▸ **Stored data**
= = = = = = =
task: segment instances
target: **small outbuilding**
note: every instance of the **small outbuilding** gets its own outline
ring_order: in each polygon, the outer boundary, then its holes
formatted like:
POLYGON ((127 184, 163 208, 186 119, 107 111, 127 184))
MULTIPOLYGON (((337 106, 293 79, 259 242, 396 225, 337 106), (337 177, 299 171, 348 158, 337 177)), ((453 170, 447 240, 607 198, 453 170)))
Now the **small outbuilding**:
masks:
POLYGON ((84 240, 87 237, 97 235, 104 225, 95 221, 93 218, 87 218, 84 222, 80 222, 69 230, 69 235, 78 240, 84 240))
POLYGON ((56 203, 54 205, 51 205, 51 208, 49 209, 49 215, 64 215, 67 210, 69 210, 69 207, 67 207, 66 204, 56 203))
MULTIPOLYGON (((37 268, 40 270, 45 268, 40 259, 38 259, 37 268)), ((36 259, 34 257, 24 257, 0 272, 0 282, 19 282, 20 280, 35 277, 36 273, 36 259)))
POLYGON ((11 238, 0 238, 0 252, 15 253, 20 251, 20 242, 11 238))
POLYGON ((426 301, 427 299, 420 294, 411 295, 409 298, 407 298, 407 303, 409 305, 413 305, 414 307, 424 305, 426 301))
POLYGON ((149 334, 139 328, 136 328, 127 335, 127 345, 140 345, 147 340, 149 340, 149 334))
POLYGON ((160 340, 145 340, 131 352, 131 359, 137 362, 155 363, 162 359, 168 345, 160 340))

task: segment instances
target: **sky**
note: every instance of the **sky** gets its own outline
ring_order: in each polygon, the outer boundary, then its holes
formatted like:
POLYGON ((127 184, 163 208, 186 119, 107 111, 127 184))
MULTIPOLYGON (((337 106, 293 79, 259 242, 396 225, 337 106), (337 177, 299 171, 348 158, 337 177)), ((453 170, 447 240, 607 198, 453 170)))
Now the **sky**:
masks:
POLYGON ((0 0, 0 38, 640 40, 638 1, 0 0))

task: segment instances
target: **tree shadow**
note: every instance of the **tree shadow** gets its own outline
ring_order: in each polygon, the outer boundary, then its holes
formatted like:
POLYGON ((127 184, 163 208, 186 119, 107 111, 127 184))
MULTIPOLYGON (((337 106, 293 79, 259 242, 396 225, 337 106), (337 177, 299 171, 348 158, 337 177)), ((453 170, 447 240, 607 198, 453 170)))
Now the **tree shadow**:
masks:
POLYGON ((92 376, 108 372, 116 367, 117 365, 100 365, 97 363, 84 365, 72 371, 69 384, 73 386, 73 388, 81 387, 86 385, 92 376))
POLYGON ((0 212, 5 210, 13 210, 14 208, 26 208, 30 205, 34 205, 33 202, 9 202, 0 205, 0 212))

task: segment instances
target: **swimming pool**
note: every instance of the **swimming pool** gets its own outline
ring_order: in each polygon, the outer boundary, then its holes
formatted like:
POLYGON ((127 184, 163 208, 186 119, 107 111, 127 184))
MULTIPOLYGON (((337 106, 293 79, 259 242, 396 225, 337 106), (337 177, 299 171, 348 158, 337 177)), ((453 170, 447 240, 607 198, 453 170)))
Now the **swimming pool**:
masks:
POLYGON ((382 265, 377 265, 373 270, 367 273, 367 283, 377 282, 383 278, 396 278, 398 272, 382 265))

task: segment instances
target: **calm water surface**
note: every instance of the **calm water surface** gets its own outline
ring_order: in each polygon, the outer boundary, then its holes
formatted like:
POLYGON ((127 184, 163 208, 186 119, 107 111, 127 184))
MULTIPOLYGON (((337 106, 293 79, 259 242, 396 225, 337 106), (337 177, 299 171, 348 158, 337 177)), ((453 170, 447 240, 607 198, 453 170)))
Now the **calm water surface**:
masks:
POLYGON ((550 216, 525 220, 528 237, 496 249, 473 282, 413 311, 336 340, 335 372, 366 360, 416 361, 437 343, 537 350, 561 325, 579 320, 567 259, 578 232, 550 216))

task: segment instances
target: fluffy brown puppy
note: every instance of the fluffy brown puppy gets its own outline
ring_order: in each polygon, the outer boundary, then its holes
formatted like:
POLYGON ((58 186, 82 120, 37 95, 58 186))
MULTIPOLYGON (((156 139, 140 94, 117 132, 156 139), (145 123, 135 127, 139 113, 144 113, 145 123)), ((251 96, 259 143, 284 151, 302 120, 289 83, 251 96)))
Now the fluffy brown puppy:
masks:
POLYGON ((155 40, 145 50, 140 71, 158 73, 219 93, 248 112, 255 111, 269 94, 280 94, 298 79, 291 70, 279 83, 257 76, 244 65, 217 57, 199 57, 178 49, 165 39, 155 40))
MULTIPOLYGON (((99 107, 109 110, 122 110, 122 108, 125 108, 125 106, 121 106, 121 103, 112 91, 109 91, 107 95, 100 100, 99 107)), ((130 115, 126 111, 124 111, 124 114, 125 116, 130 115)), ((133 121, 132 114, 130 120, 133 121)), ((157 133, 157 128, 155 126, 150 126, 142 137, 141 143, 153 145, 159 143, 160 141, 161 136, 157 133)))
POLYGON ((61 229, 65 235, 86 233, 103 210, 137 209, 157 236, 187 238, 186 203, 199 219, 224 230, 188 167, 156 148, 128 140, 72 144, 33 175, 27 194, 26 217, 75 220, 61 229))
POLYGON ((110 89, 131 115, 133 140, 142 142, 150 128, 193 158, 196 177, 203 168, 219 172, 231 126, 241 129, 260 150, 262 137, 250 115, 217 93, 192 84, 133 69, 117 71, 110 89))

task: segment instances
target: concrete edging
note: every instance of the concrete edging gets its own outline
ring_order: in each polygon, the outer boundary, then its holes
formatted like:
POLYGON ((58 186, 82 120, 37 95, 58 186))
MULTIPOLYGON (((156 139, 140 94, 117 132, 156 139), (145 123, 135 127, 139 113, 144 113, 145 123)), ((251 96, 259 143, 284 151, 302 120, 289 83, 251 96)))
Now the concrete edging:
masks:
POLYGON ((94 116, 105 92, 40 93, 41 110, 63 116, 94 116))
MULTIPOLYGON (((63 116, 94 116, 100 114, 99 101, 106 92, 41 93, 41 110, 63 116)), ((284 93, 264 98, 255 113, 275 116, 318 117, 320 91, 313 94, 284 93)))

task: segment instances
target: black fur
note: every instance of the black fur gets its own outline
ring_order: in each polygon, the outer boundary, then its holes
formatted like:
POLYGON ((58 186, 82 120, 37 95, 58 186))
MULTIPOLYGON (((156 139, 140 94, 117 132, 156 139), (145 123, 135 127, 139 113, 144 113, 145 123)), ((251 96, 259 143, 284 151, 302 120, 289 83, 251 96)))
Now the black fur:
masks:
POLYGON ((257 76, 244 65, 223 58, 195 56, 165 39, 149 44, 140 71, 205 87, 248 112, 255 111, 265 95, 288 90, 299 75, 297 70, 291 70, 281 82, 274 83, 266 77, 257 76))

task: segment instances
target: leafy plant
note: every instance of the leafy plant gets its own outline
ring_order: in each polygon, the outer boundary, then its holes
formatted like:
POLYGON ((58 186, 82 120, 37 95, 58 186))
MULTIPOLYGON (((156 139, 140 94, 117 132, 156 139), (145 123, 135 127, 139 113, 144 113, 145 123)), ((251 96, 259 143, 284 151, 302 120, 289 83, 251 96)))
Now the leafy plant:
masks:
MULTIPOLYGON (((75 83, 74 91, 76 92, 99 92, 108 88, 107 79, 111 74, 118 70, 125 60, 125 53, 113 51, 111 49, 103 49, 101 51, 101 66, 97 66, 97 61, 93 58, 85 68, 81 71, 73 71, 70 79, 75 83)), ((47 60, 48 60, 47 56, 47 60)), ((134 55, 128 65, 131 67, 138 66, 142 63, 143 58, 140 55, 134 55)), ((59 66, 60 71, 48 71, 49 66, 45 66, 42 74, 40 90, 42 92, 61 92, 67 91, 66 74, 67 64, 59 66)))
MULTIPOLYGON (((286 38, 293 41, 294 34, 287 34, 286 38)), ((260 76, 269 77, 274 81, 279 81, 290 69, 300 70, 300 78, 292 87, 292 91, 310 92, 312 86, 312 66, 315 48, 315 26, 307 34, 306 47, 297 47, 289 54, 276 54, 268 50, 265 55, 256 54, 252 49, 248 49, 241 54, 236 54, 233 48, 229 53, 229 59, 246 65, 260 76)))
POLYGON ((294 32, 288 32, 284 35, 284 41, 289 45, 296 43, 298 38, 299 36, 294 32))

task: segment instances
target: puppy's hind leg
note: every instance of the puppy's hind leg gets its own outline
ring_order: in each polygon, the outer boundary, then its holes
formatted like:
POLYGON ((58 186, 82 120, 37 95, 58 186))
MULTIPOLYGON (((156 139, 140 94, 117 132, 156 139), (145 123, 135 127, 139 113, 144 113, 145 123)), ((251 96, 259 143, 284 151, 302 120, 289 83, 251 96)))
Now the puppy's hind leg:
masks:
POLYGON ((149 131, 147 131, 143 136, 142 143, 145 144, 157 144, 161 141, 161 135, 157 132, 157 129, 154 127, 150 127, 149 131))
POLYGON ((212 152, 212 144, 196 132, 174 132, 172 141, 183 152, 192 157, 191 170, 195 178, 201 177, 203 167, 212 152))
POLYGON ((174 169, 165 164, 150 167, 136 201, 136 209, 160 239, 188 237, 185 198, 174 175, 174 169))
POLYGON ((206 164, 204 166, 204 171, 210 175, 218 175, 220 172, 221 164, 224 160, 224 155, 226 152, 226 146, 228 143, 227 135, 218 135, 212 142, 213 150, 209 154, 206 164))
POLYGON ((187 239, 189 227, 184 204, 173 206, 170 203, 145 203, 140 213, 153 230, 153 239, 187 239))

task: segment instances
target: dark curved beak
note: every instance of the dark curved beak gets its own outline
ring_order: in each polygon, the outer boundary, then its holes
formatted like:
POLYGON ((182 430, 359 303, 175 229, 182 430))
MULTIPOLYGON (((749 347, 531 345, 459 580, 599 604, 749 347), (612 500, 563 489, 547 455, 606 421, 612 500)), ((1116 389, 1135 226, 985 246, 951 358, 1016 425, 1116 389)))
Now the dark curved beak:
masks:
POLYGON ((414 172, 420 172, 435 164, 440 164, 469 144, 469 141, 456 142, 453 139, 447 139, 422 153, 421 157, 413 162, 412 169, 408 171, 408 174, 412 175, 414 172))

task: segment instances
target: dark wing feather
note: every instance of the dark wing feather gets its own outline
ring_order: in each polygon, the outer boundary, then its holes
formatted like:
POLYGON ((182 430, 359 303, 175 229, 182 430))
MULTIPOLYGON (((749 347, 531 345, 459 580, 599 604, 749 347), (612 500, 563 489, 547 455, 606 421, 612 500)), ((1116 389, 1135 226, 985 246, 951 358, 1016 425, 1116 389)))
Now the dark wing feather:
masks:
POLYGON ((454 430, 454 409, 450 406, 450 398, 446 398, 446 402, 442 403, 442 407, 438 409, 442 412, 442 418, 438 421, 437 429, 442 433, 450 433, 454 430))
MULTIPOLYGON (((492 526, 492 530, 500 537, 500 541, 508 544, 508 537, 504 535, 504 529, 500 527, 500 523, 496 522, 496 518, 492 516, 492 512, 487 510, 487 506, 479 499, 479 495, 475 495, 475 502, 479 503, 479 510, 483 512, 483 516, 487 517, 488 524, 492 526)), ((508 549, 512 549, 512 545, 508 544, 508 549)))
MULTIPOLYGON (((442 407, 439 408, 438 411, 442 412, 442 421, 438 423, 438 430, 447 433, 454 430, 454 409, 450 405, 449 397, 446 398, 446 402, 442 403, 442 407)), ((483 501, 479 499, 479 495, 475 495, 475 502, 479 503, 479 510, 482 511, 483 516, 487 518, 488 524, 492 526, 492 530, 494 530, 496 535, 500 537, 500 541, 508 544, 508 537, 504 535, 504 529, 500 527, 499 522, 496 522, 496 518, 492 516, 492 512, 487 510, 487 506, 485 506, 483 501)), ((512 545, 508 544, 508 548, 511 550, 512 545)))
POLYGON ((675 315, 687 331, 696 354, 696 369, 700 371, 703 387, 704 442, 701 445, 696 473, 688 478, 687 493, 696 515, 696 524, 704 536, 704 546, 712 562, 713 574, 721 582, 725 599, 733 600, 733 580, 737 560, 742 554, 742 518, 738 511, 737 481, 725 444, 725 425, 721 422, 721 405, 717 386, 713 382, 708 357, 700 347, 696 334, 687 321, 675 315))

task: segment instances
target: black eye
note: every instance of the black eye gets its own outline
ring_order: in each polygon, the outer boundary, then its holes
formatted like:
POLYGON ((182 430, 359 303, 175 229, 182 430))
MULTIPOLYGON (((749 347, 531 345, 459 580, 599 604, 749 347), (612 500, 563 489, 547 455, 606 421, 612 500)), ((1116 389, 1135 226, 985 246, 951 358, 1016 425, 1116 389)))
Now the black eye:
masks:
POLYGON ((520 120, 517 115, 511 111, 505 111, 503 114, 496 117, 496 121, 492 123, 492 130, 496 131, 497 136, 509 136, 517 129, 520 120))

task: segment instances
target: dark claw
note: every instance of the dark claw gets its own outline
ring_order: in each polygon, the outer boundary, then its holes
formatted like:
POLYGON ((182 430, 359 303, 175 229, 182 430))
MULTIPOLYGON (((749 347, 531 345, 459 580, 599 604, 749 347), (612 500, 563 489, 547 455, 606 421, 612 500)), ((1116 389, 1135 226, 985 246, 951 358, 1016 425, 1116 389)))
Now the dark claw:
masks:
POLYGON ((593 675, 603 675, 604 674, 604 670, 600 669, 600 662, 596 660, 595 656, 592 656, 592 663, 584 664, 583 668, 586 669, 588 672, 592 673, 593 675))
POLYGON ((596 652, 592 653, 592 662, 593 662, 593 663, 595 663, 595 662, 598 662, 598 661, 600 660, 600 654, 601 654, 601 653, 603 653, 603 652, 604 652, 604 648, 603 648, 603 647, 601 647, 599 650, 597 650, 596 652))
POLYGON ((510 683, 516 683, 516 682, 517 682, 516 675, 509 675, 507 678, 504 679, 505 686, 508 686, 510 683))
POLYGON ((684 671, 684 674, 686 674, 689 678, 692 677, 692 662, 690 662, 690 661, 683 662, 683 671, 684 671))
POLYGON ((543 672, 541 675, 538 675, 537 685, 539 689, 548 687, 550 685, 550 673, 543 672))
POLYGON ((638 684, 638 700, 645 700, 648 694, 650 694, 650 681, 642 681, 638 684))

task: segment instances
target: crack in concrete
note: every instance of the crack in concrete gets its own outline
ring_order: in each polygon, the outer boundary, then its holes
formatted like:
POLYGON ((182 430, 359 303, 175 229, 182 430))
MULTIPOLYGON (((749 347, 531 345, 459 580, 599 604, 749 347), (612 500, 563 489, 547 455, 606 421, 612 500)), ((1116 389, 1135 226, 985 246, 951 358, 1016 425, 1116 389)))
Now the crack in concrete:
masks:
= = = = = = =
▸ **About this task**
In these records, tally the lines that contain the string "puppy", and give only the result.

▸ **Answer to the problem**
6